Start of Records provided

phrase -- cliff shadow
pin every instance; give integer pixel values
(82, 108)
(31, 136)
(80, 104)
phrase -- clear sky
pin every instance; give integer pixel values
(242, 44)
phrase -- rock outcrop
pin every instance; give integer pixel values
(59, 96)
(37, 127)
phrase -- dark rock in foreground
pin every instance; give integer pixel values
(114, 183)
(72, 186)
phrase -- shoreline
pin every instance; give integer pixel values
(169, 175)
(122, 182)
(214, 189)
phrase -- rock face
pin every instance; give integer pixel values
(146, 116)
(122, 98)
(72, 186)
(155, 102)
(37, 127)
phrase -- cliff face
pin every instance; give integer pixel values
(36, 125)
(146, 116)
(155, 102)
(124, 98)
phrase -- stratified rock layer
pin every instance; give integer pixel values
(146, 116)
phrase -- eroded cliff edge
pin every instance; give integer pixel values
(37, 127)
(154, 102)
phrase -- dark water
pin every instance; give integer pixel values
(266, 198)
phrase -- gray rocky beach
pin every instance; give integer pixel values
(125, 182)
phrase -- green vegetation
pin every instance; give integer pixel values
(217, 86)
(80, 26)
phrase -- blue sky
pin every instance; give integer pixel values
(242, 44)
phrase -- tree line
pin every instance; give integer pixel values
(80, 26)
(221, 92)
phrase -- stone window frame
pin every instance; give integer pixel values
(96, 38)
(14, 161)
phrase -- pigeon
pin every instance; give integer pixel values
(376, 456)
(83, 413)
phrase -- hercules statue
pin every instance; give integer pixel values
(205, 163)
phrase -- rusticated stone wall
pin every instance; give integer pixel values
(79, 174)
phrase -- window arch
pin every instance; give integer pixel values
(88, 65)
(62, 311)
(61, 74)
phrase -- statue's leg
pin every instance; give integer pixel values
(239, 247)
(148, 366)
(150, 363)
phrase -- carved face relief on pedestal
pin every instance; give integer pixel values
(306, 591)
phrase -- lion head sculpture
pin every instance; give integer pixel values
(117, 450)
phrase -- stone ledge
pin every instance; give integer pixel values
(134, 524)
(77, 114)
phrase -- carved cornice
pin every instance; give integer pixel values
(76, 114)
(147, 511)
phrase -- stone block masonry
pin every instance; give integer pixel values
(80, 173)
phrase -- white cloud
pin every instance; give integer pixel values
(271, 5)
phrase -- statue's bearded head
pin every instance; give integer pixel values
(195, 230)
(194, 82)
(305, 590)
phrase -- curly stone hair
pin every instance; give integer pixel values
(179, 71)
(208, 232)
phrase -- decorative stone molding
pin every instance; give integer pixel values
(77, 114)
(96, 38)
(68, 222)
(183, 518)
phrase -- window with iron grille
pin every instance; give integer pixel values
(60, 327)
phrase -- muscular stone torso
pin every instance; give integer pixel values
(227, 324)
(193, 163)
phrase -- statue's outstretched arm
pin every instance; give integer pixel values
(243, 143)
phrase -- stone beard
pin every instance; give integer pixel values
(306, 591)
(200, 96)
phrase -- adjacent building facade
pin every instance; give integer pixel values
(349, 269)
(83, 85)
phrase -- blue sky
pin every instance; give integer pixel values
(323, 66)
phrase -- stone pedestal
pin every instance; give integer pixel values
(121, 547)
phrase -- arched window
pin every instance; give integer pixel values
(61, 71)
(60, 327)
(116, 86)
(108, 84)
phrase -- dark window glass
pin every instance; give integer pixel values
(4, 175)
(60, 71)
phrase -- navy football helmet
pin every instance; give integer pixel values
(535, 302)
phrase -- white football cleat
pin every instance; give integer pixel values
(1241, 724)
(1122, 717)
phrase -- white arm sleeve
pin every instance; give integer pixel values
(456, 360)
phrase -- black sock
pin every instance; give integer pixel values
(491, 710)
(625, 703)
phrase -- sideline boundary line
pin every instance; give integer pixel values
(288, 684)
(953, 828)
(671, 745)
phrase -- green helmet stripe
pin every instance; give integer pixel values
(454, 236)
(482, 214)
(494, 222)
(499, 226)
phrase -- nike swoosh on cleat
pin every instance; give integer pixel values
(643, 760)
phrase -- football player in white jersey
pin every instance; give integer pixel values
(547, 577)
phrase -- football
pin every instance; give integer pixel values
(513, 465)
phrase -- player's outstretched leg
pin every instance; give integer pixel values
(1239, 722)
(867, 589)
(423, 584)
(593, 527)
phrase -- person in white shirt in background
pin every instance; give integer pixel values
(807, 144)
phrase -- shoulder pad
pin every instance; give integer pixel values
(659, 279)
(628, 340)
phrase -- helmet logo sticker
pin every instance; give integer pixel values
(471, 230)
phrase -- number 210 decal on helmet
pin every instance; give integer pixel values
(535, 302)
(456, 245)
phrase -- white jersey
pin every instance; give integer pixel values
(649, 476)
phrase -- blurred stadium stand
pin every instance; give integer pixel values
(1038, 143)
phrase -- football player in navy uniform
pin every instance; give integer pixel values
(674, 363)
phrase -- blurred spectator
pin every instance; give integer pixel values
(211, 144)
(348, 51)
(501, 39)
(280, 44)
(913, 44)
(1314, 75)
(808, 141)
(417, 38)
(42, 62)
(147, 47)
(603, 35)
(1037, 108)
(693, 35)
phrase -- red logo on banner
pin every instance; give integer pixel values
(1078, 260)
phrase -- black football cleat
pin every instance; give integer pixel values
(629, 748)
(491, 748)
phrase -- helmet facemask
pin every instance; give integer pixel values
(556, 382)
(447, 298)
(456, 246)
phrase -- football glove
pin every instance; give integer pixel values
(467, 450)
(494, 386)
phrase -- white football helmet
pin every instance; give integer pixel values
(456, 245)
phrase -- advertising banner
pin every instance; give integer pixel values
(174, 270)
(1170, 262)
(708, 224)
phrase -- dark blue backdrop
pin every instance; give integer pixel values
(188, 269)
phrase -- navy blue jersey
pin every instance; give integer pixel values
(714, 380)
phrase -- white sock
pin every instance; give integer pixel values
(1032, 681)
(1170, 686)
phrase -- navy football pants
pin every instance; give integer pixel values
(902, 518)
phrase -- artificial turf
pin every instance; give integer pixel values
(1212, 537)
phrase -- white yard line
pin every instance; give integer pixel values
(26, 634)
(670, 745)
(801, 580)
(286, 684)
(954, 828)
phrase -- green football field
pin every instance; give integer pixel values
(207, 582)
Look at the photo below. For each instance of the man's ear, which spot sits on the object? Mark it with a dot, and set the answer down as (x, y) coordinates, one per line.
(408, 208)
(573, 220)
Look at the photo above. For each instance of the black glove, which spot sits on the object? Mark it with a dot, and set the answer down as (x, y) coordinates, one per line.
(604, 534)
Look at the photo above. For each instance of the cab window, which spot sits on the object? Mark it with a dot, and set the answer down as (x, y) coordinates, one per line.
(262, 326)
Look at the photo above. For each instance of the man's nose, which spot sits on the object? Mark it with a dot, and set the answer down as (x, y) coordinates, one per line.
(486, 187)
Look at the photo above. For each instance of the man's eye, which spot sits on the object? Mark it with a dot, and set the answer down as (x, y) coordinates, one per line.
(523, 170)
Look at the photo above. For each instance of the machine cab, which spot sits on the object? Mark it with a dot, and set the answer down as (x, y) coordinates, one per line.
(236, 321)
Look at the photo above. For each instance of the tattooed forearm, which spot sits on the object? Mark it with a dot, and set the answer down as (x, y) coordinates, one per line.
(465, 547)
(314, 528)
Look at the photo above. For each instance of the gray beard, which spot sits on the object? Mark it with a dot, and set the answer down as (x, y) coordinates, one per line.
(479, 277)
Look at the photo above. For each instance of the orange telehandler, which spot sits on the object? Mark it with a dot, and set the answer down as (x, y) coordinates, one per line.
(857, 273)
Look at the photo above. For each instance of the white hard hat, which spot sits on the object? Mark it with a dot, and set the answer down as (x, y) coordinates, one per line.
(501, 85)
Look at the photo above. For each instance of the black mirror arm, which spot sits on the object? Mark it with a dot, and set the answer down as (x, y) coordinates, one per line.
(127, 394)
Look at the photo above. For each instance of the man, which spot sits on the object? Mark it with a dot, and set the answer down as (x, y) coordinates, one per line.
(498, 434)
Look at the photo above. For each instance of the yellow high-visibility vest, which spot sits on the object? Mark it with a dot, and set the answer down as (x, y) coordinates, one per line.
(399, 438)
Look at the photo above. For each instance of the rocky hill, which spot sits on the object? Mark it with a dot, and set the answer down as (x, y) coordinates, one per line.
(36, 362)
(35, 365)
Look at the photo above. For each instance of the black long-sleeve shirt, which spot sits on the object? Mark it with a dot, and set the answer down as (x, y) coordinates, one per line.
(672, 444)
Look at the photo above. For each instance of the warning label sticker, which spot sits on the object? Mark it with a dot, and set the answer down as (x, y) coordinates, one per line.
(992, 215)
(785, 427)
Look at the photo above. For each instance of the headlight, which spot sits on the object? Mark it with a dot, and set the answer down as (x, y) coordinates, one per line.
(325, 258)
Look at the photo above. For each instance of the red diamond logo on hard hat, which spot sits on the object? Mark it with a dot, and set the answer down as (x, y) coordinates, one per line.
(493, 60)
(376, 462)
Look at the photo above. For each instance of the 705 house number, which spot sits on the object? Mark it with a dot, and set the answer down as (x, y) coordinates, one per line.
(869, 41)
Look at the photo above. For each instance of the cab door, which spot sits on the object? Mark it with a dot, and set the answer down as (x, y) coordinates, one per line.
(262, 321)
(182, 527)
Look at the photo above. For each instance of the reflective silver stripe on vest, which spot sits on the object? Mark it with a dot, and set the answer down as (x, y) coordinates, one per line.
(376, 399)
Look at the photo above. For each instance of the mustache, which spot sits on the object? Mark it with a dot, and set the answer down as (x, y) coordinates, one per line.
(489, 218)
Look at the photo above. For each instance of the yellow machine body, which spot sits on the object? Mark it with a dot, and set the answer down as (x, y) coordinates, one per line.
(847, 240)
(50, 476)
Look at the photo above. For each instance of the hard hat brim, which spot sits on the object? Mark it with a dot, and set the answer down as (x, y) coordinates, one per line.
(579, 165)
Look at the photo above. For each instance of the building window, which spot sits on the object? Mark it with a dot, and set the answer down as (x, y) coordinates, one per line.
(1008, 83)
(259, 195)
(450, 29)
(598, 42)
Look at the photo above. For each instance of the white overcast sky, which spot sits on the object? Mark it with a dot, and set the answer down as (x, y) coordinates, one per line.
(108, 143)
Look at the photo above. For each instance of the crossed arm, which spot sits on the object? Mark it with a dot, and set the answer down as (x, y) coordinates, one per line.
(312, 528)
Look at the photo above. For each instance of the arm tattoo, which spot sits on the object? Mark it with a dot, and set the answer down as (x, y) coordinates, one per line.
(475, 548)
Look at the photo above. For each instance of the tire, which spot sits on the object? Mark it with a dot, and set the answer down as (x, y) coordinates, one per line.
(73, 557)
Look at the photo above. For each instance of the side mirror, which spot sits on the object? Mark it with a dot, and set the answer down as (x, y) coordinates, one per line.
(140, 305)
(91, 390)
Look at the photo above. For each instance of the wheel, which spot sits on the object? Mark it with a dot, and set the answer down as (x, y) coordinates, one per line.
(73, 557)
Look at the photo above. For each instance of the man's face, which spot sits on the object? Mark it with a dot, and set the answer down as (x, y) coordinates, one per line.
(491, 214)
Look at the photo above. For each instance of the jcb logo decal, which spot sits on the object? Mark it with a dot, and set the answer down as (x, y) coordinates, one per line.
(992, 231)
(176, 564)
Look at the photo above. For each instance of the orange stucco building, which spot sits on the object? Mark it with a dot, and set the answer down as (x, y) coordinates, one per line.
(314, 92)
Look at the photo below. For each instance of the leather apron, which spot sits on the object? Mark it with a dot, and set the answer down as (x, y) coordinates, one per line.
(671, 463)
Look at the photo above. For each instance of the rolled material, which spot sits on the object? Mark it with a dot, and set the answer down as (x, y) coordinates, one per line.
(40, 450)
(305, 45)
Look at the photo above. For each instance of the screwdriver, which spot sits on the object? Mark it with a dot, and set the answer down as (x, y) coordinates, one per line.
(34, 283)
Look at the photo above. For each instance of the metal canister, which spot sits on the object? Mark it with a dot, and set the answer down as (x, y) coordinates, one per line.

End of Records provided

What you will do: Please repeat word for word the lines above that run from the beginning through the line containing "phrase -- dark water", keeping both the first and that last line.

Answer box:
phrase -- cliff shadow
pin every instance; give integer pixel values
(82, 108)
(31, 136)
(80, 104)
phrase -- clear sky
pin every instance; give integer pixel values
(242, 44)
phrase -- rock outcrop
pin every instance; give integer pixel values
(59, 96)
(37, 127)
phrase -- dark rock in foreground
pin every instance; give integer pixel values
(114, 183)
(72, 186)
phrase -- shoreline
pin every instance; give integer pixel values
(169, 175)
(122, 182)
(214, 189)
phrase -- rock face
pin every instance; give integer pixel values
(146, 116)
(122, 98)
(72, 186)
(155, 102)
(37, 127)
phrase -- cliff face
pin every instance; give integer pixel values
(36, 125)
(146, 116)
(155, 102)
(124, 98)
phrase -- stratified rock layer
pin every instance; give integer pixel values
(146, 116)
phrase -- eroded cliff edge
pin every instance; give integer pixel values
(37, 127)
(154, 102)
phrase -- dark water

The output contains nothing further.